From the forum thread on bitboards and mailbox below, reproduce the passage starting at "I am not sure" and ending at "takes 5 cycles.".

** start Page **

Perft as a Measure of Speed...

hgm · Post by **hgm** » Mon Apr 22, 2013 8:41 pm

In a bitboard there are usually multiple boards that have to be updated. E.g. on moving a Queen you would need to update occupancy, color, diagonal sliders, orthogonal sliders. All 64 bits. And the same for removing the victim, if the move was a capture. With mailbox it is just moving a single byte to the new square, and clearing the old.

AlvaroBegue · Post by **AlvaroBegue** » Mon Apr 22, 2013 8:54 pm

hgm wrote:In a bitboard there are usually multiple boards that have to be updated. E.g. on moving a Queen you would need to update occupancy, color, diagonal sliders, orthogonal sliders. All 64 bits. And the same for removing the victim, if the move was a capture. With mailbox it is just moving a single byte to the new square, and clearing the old.

Oh, I see. Well, I use bitboards, but I simply have one bitboard per piece type, and I use magics for sliding attacks, so I don't need diagonal sliders or orthogonal sliders. I do need to recompute color and occupancy, but I recompute them every time, which just takes a few clock cycles (6 is a quick guess, but I'll try to measure it).

hgm · Post by **hgm** » Mon Apr 22, 2013 9:10 pm

Well, that is even worse, right? With 6 piece types the color boards each need you to OR 6 boards, which you then have to or together to get occupancy (12 loads, 11 ORs, 3 stores, plus 2 loads, 2 XORs and 2 stores to update the mover and victim piece types). Updating color incrementally (and occupancy from those) would just require 2 loads, 2 XOR, 3 stores (so 6 loads, 4 XOR, 1 OR and 5 stores in total).

Mailbox would require 1 load, 1 XOR (to create a zero) and 2 stores.

This does not take into account saving stuff for the later UnMake (which in the mailbox case would just be 1 load, 2 stores).

Having Q on separate boards from R and B would require you to alway test two boards if you want to know if a piece is attacked from a given direction. (E.g. the RookAttacks board on the King square would have to be ANDed with both opponent Q and R to detect if you are in check. Which loses you time there.

AlvaroBegue · Post by **AlvaroBegue** » Mon Apr 22, 2013 9:30 pm

I am not sure that counting operations the way you are doing is very relevant to how long it's going to take the CPU to perform these operations. ORs are ridiculously simple to implement in hardware, and it's very likely the CPU will be able to parallelize a bunch of them. Stores and loads from L1 cache are incredibly fast too.

Doing an extra OR (like taking the union of rook and queen) can often be scheduled together with other operations, so it's effectively free.

My best attempt at measuring how long it takes to compute those 11 ORs tells me it takes 5 cycles.

Rein Halbersma · Post by **Rein Halbersma** » Mon Apr 22, 2013 9:52 pm

hgm wrote:Well, that is even worse, right? With 6 piece types the color boards each need you to OR 6 boards, which you then have to or together to get occupancy (12 loads, 11 ORs, 3 stores, plus 2 loads, 2 XORs and 2 stores to update the mover and victim piece types). Updating color incrementally (and occupancy from those) would just require 2 loads, 2 XOR, 3 stores (so 6 loads, 4 XOR, 1 OR and 5 stores in total).

Mailbox would require 1 load, 1 XOR (to create a zero) and 2 stores.

This does not take into account saving stuff for the later UnMake (which in the mailbox case would just be 1 load, 2 stores).

** end Page **
** start Supplied data **

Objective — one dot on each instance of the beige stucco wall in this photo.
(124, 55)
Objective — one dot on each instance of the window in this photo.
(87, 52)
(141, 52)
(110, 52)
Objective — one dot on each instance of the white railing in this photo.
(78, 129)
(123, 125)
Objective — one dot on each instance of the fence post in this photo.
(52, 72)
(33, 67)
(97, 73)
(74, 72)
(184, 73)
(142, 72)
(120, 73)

** end Supplied data **
** start Supplied data **

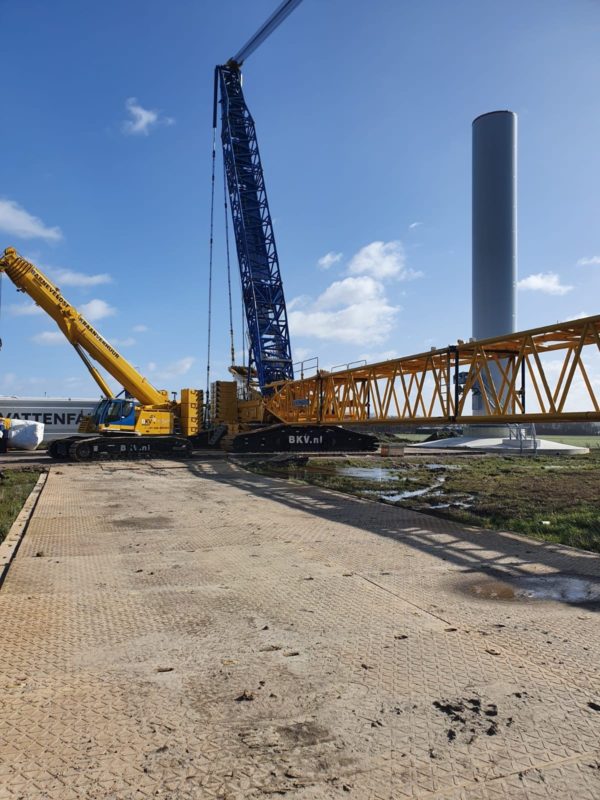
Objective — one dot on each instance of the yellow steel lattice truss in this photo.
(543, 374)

** end Supplied data **

**Solution to this task**
I am not sure that counting operations the way you are doing is very relevant to how long it's going to take the CPU to perform these operations. ORs are ridiculously simple to implement in hardware, and it's very likely the CPU will be able to parallelize a bunch of them. Stores and loads from L1 cache are incredibly fast too.

Doing an extra OR (like taking the union of rook and queen) can often be scheduled together with other operations, so it's effectively free.

My best attempt at measuring how long it takes to compute those 11 ORs tells me it takes 5 cycles.